### [Dataset records]

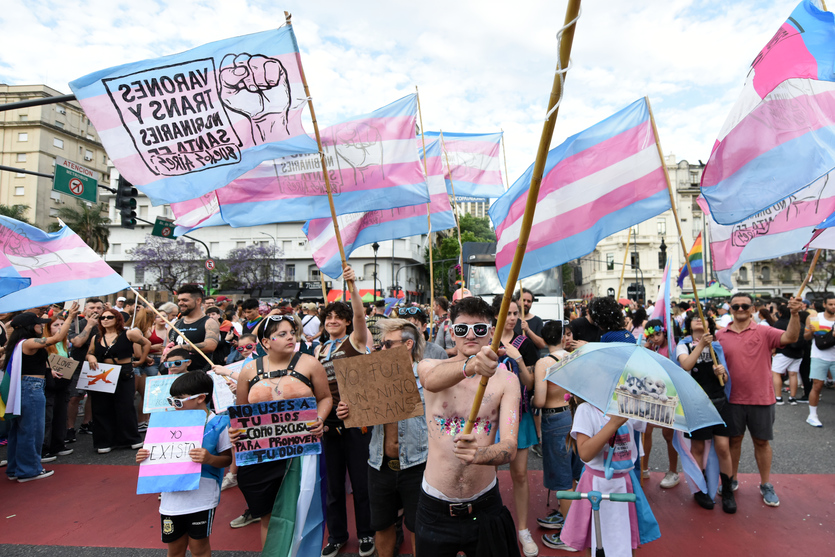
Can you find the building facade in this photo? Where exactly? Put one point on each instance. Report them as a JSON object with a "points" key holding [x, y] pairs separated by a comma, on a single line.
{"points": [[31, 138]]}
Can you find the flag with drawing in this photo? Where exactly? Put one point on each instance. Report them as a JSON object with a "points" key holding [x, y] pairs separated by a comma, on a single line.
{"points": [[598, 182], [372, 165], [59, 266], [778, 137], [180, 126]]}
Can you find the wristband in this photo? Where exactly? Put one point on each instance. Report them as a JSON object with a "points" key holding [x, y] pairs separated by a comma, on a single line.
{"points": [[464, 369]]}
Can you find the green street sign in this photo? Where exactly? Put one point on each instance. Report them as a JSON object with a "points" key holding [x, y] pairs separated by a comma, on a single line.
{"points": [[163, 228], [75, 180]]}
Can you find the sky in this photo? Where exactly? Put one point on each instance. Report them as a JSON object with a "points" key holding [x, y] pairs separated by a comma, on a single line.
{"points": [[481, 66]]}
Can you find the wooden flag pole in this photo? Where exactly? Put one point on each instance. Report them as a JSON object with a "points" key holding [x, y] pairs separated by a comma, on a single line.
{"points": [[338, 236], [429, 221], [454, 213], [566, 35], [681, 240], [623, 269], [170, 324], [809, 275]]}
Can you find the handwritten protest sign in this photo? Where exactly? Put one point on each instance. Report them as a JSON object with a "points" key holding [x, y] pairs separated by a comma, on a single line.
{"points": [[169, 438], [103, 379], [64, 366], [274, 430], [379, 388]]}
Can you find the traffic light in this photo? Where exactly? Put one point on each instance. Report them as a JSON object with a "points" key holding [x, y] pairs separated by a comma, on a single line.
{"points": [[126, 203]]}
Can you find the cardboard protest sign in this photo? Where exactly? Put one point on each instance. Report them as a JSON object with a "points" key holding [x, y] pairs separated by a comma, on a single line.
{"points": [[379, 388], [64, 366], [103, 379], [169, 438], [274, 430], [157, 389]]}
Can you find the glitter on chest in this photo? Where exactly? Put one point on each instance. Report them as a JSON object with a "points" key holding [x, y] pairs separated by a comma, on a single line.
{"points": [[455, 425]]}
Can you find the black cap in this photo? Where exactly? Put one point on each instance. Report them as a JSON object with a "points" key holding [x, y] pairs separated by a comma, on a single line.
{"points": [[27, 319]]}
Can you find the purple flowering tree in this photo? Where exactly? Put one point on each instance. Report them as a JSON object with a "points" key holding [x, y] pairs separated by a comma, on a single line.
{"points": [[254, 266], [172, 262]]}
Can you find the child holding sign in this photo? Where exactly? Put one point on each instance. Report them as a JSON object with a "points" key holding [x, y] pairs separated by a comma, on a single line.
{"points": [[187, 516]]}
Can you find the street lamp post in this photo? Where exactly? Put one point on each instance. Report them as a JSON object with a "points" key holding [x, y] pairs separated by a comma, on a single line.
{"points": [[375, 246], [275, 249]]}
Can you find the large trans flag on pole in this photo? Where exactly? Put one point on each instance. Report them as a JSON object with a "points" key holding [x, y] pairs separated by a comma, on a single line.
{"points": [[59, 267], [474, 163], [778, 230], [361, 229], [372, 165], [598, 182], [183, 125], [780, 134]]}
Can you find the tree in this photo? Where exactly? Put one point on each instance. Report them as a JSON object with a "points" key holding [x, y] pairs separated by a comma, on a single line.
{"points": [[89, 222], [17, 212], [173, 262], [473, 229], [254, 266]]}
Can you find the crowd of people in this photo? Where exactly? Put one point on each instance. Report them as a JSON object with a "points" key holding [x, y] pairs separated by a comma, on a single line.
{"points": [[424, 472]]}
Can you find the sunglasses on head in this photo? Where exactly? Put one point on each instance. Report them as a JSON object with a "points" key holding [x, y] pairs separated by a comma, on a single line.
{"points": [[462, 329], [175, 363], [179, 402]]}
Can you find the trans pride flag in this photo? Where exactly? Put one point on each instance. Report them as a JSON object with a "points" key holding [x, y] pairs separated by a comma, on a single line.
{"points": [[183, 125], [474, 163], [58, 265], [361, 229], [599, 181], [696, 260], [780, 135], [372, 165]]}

* * *

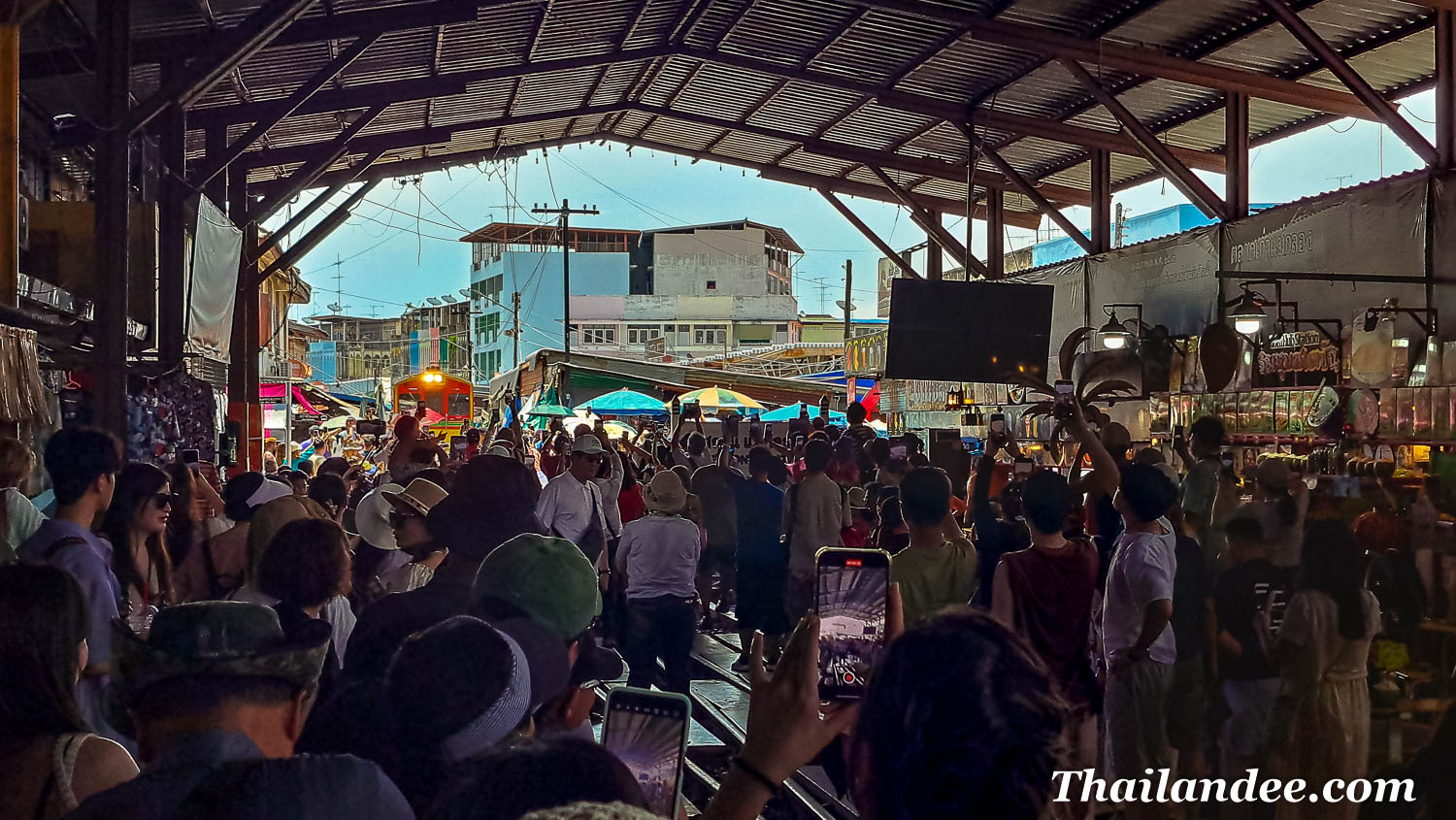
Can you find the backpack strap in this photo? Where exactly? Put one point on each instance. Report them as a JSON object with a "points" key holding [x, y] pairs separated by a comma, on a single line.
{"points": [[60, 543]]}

* * *

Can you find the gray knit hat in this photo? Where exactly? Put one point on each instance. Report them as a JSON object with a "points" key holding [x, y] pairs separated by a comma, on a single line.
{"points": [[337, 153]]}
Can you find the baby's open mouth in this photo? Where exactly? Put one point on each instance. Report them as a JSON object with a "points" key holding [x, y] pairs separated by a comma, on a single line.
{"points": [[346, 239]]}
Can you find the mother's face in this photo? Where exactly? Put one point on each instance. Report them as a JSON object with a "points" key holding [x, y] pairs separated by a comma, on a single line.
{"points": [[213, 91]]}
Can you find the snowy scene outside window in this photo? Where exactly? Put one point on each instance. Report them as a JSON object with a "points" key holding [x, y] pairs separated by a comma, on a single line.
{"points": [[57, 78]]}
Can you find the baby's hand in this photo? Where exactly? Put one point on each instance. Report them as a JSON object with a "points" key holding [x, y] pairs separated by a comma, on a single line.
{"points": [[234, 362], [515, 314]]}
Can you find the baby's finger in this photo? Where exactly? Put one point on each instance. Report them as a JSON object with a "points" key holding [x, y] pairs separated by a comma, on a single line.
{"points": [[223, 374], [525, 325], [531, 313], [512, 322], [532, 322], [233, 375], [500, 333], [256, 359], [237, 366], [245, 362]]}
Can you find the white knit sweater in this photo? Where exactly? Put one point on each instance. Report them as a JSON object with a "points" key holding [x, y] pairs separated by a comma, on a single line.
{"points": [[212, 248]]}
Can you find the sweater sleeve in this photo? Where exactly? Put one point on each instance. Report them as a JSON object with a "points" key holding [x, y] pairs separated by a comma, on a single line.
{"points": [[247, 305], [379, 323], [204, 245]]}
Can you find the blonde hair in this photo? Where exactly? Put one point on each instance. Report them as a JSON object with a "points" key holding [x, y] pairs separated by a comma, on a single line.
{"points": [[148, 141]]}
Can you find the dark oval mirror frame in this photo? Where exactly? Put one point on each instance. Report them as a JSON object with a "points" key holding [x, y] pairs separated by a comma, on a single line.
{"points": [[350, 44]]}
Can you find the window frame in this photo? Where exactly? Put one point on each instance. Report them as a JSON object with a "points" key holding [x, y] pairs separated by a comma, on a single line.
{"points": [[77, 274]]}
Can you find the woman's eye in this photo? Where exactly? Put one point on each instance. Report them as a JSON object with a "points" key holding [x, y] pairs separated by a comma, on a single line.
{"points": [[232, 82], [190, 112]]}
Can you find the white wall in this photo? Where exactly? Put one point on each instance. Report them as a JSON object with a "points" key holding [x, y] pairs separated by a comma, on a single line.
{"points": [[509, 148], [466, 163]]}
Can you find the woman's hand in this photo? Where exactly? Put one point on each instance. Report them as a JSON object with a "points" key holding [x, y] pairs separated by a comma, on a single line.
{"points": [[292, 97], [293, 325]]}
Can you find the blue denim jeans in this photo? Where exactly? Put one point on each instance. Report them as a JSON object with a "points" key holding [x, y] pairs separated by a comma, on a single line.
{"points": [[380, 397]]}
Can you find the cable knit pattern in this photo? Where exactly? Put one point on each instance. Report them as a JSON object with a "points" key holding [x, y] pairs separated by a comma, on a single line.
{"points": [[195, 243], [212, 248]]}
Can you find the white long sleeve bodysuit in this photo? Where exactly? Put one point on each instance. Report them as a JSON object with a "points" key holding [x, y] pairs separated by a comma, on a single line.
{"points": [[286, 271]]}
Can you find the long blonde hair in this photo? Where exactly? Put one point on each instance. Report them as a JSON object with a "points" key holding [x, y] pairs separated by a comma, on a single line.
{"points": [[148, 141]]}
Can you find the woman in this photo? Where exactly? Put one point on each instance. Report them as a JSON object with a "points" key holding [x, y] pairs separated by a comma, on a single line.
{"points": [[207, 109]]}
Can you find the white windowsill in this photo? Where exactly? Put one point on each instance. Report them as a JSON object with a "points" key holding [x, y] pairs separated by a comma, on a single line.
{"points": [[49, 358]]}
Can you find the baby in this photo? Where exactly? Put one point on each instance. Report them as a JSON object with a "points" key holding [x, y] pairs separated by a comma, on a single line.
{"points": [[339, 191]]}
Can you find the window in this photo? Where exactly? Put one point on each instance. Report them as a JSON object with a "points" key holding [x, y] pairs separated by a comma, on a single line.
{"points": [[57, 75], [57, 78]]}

### [What you are asked to do]
Pull out every line of the entries above that contains the word "sleeve", and copy each of those lines in full.

### [Complete response]
Can you find the sweater sleeve in this photo? Where exactly? Put one point on each instance. Report them as a JSON object with a "points" key holding [x, y] pairs separated by a comma, on a single line.
Can you find the white long sleeve bodysuit in this photo? Where exactly? Put one point on each instance. Report them as a JSON object with a "points" key holding [x, y] pairs separated by a comma, on a single line.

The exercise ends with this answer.